WORK TO BE COMPLETED » Once the pictures are set aside, copy everything else in the records exactly.

GIVEN DATA »
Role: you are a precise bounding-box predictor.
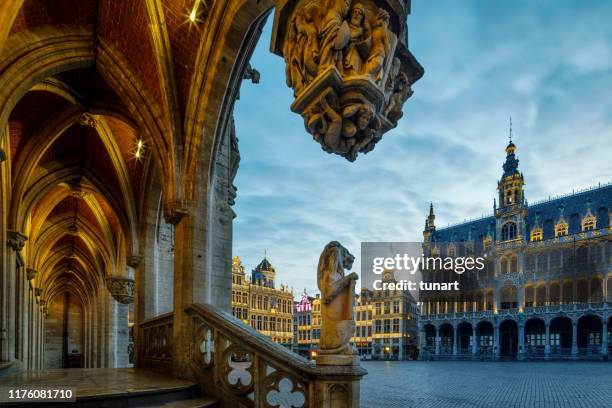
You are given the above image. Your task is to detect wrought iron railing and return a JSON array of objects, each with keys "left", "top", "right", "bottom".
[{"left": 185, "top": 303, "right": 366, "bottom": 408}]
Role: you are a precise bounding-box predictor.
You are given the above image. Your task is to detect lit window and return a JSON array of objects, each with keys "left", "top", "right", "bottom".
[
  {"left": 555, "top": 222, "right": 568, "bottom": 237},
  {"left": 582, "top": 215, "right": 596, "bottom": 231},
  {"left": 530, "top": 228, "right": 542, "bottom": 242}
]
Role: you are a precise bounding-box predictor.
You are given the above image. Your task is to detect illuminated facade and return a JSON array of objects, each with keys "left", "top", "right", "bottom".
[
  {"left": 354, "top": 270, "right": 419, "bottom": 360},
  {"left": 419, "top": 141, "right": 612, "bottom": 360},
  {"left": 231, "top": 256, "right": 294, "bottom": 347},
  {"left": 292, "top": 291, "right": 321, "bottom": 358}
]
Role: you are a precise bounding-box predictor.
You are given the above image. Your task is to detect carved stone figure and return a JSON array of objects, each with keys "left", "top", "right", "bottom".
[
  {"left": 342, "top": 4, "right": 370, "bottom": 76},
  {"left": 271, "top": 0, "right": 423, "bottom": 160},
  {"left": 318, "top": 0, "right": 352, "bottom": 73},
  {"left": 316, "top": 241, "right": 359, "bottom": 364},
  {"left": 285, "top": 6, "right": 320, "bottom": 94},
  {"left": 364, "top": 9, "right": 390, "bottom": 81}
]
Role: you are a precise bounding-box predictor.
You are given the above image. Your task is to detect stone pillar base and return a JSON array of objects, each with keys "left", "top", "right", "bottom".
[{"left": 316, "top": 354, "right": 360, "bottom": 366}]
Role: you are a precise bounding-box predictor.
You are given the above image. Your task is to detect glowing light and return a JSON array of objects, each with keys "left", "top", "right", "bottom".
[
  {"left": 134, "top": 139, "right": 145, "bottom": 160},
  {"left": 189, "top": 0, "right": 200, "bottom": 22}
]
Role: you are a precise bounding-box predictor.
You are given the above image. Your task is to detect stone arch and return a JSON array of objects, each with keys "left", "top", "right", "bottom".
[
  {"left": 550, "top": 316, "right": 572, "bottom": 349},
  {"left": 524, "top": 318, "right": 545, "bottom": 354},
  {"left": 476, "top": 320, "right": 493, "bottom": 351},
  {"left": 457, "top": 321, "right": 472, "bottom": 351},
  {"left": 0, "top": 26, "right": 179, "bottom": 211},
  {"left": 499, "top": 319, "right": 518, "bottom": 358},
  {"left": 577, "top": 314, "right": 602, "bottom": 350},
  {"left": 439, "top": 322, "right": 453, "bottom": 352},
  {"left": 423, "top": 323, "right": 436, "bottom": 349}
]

EXERCISE OUTPUT »
Role: you are a precise bounding-box predictor.
You are given the above image. Your task is to detect wrought iron railing and return a JSON array of objects, each with keys "left", "top", "right", "bottom".
[{"left": 185, "top": 303, "right": 366, "bottom": 408}]
Role: you are a precise bounding-box predictor.
You are given the above image. Your task is to detect lit window and return a JSON array of objects, each with keys "left", "top", "right", "bottom".
[
  {"left": 555, "top": 222, "right": 568, "bottom": 237},
  {"left": 582, "top": 215, "right": 596, "bottom": 231},
  {"left": 530, "top": 228, "right": 542, "bottom": 242}
]
Role: you are a precise bounding-box predictor.
You are given the above image. Your task is to detect illuminated facade and return a JSON array of objects, each with keys "left", "top", "right", "bottom".
[
  {"left": 354, "top": 270, "right": 419, "bottom": 360},
  {"left": 419, "top": 141, "right": 612, "bottom": 360},
  {"left": 231, "top": 256, "right": 294, "bottom": 347},
  {"left": 292, "top": 291, "right": 321, "bottom": 358}
]
Role: you are a precise bounding-box predictor.
You are given the above image. Your task is to detect carved stone figure and return a JSON array of objects, each with keys "left", "top", "right", "bottom".
[
  {"left": 342, "top": 4, "right": 370, "bottom": 76},
  {"left": 271, "top": 0, "right": 423, "bottom": 160},
  {"left": 318, "top": 0, "right": 352, "bottom": 73},
  {"left": 316, "top": 241, "right": 359, "bottom": 364},
  {"left": 285, "top": 6, "right": 320, "bottom": 94},
  {"left": 364, "top": 9, "right": 390, "bottom": 81}
]
Role: you are a precise bounding-box predictor.
You are given the above image. Your task is to detect stone pillar base and return a JSON array of objects, each with keys "left", "top", "right", "bottom".
[{"left": 316, "top": 354, "right": 360, "bottom": 366}]
Role: you are a precise bounding-box predictor.
You are given the above image. Your task is to detect glowing light and return a JSON array of objects, each with keys "left", "top", "right", "bottom".
[
  {"left": 134, "top": 139, "right": 145, "bottom": 160},
  {"left": 189, "top": 0, "right": 200, "bottom": 22}
]
Role: you are a precise bounding-box predictor.
You are given the above image. Your task is to detect stone arch and return a JSON array of objects, each with keys "left", "top", "right", "bottom".
[
  {"left": 550, "top": 316, "right": 572, "bottom": 349},
  {"left": 524, "top": 318, "right": 545, "bottom": 354},
  {"left": 476, "top": 320, "right": 493, "bottom": 351},
  {"left": 457, "top": 321, "right": 472, "bottom": 351},
  {"left": 0, "top": 26, "right": 179, "bottom": 211},
  {"left": 499, "top": 319, "right": 518, "bottom": 358},
  {"left": 577, "top": 314, "right": 602, "bottom": 350},
  {"left": 439, "top": 322, "right": 453, "bottom": 352},
  {"left": 423, "top": 323, "right": 436, "bottom": 349}
]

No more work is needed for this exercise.